● EXTRACT PROVIDED:
Unfortunately for me, the paradigms and terminology matched up enough that I felt comfortable making a large number of assumptions. Boy was I ever wrong. I’ve had to stop thinking that I know anything about MongoDB and look up the answers to questions, rather than assume I know anything. It’s been frustrating, but it’s also been educational.

I Know How Data is Modeled

It’s really easy to make assumptions about modeling data. This is another area where I made huge assumptions that caused a lot of problems. In a relational database, we know how to model data. Normalization is really well understood. I know how to design database structures to take advantage of best practices and techniques. I know how to work with O/R-Ms and I understand where there are tradeoffs to be made between normalization, denormalization, and the software that talks to the database. We all learn these things as we progress in our careers. Once you get used to normalization, it’s easy to fall into that pattern.

Document database, like MongoDB, don’t work to their full potential when you normalize your data. Document databases, in my experience, do the opposite; they work best when the data is stored as a document. Document data is similar to the way data is used in the application child data is stored with a parent. An order’s line items are just a child collection of the order, there is no OrderHeader and OrderDetails table. Years of working within the same set of rules made it easy to slip into old habits.

Let’s say I have a number of user created documents in a Documents collection. Documents have an author as well as a set of tags created by the author. In a relational database, we’d have something like:

CREATE TABLE users (
    user_id INT PRIMARY KEY,
    username VARCHAR(30) NOT NULL,
    password VARCHAR(50) NOT NULL
);

CREATE TABLE documents (
    document_id INT PRIMARY KEY,
    title VARCHAR(30) NOT NULL,
    body VARCHAR(MAX) NOT NULL,
    user_id INT NOT NULL REFERENCES users(id)
);

CREATE TABLE tags (
   tag_id INT PRIMARY KEY,
   name VARCHAR(30) NOT NULL
);

CREATE TABLE document_tags (
   document_id INT NOT NULL,
   tag_id INT NOT NULL
);

For a lot of things, this makes perfect sense. With MongoDB, we’d have a documents collection and a users collection. We might have a separate tags collection as well, but that would be used as an inverted index for searching. The users collection would be used for validating logins and populating your user profile, but when a document is saved, we wouldn’t store a pointer to the appropriate record in the users collection. The appropriate thing to do would be to cache the data locally as well as store a pointer to the users collection. The same hold true for the document’s tags – why create a join construct between the two collections when we can store all of the tag data we need in the appropriate document? If we decide that we need to find documents by their tags we have two choices:

  1. Create an index on the document.tags property
  2. Create a tags inverted index.

● GIVEN ENTRIES:
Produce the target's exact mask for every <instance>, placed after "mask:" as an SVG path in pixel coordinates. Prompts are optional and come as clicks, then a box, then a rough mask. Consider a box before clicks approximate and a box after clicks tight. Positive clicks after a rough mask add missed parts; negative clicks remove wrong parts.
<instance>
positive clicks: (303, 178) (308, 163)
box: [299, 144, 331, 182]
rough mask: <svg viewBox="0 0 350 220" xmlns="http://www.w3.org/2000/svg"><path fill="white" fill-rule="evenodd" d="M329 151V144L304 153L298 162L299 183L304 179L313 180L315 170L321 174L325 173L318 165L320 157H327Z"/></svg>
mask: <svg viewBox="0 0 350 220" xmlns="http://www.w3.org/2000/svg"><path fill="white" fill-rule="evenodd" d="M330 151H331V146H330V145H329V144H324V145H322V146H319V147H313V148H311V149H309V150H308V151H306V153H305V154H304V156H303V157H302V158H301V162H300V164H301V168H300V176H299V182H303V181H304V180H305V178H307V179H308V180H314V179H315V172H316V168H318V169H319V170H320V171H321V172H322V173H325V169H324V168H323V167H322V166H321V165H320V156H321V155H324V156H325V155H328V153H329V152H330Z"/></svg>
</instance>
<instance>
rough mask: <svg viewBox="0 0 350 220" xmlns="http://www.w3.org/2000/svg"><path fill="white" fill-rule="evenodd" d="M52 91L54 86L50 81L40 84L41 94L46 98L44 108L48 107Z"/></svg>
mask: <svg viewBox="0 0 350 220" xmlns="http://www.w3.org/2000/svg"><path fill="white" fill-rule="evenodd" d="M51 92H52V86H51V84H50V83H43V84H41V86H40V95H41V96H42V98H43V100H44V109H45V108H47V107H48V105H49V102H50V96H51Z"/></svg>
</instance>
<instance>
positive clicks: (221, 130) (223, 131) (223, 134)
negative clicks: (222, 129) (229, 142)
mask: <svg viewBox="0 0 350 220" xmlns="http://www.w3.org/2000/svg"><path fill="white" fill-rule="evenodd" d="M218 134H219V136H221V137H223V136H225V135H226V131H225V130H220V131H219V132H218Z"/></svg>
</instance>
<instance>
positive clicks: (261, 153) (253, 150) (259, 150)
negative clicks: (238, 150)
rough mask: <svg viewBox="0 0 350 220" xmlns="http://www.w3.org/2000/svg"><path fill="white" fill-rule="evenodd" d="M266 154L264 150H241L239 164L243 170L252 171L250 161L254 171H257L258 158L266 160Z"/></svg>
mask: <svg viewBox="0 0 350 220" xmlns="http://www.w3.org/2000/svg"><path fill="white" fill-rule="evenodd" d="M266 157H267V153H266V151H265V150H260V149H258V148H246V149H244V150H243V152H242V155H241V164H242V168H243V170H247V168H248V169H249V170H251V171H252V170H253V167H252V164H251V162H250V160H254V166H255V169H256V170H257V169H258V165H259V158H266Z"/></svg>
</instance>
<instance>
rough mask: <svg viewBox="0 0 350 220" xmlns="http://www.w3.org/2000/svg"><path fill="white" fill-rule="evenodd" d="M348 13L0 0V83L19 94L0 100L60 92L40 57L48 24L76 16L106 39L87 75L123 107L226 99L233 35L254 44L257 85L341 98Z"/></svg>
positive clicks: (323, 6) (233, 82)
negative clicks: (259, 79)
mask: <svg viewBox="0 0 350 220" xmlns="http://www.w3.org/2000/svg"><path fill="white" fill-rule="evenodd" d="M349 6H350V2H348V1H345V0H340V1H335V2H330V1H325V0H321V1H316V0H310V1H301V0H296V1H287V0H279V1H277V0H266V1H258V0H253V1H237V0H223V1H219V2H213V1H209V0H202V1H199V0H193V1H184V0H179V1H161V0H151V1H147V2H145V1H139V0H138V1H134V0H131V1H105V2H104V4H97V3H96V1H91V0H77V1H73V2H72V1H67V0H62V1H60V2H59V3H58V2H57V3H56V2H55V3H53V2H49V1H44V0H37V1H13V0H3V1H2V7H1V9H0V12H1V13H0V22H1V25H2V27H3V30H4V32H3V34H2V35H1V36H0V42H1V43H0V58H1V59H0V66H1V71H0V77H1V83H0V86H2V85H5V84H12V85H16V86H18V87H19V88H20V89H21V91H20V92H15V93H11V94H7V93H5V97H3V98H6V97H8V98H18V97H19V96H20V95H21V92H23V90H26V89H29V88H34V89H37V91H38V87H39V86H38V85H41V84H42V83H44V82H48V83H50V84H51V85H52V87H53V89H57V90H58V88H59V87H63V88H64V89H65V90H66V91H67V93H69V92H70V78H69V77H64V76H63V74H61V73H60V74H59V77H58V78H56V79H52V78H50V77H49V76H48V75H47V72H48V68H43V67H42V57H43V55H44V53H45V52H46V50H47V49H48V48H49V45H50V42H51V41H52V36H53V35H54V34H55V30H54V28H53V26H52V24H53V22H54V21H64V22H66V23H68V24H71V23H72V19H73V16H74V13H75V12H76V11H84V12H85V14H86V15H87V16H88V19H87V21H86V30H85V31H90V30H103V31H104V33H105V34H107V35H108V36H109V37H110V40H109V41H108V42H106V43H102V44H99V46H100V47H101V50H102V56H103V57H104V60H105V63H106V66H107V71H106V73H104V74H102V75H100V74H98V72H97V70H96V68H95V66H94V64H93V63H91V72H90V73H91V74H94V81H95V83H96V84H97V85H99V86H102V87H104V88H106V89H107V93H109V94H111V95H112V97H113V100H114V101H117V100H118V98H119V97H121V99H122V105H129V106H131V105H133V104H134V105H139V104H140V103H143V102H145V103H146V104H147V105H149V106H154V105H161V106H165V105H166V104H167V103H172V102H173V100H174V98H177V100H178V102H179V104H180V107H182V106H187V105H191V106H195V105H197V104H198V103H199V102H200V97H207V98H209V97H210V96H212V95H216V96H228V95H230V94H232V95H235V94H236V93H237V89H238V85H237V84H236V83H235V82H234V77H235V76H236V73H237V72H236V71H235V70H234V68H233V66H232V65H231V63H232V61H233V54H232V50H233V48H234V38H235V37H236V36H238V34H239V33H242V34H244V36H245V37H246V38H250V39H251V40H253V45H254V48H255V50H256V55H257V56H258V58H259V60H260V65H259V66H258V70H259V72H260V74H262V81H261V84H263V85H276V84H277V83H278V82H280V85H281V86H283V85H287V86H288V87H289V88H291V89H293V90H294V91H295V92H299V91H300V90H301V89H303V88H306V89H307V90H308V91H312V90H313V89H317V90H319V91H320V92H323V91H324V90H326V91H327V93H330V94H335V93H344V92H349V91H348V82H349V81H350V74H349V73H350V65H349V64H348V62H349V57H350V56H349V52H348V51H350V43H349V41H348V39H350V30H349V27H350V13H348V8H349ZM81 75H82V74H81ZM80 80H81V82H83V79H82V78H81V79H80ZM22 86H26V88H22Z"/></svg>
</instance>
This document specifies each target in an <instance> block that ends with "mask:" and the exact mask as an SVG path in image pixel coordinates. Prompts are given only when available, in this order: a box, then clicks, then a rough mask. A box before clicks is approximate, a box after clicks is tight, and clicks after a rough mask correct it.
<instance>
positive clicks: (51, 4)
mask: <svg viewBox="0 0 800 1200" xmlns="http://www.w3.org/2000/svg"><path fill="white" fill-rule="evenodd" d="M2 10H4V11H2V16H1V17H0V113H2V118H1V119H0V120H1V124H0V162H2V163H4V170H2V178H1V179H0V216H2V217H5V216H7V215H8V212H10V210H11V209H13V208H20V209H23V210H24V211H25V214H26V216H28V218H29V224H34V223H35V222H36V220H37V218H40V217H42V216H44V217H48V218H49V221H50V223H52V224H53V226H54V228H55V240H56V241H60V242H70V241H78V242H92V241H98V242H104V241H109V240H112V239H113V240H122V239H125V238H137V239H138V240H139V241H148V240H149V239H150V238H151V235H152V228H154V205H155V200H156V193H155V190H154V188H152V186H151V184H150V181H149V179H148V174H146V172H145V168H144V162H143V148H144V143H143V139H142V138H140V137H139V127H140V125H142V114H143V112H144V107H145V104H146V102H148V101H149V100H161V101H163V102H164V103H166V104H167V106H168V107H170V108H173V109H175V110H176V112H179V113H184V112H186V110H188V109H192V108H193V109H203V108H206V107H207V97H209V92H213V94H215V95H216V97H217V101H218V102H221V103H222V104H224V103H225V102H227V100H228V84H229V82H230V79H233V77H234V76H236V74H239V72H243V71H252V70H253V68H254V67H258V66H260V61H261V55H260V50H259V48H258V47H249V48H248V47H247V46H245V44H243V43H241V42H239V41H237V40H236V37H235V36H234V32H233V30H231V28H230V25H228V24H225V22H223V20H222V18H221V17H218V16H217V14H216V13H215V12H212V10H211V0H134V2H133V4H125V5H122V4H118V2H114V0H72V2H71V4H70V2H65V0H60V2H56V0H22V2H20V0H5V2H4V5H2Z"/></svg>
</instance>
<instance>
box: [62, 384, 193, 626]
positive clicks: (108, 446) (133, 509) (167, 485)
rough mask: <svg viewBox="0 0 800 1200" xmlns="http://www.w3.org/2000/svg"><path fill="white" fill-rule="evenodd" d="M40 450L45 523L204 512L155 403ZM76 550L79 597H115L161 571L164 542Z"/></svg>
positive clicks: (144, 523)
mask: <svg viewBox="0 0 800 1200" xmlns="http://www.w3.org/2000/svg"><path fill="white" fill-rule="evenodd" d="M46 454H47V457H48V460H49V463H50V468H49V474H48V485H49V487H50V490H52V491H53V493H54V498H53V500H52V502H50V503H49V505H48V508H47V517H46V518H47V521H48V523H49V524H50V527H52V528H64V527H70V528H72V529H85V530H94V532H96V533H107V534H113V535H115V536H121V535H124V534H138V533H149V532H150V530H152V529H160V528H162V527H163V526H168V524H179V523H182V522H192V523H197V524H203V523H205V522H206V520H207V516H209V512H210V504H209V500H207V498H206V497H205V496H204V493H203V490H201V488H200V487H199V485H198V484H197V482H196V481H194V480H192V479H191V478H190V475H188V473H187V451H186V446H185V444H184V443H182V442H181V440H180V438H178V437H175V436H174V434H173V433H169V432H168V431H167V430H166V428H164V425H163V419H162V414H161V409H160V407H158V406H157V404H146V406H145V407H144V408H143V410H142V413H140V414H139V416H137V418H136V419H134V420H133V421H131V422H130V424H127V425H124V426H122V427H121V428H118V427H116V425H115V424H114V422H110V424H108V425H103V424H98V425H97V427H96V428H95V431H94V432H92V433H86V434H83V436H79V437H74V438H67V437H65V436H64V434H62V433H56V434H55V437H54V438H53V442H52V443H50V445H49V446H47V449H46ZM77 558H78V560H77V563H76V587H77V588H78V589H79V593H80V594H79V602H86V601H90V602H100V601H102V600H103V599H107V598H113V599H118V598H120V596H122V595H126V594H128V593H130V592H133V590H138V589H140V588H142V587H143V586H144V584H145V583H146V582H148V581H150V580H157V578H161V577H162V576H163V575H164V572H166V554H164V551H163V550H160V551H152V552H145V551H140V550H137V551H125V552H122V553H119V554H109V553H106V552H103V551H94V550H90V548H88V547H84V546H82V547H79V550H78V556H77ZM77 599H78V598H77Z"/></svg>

● TO DO: Continue the MongoDB data-modeling text from the point where it ends.

● ANSWER BELOW:
If you’re interested in indexes, the MongoDB documentation on the subject is a great place to start. There is a specific kind of index called a multikey that allows you to index arrays of values. Inverted indexes are interested and I covered them while talking about building secondary indexes in Riak.

With a document database we’re trying to minimize the number of reads that we’re performing at any given time. A document should be a logical construct of whatever application entity we’re saving. A document would be a record of the document at the time it was saved – there will be cached information from the user, the document and its associated metadata, and a list of tags.

Of course, since we’re talking about data modeling, there are arguably n(n+1) ways to accomplish this and at least n+1 correct ways to accomplish this. If you really don’t like it, feel free to comment about it.

I Can Just Drop This In ###

Despite appearances and claims to the contrary, MongoDB is not a drop in replacement for an RDBMS. A relational database provides a phenomenal number of features for free – indexing, declarative referential integrity, transaction support, multi-version concurrency control, and multi-statement transactions to name a few. These features come with a price. Likewise, MongoDB provides a different set of features and they also have a price.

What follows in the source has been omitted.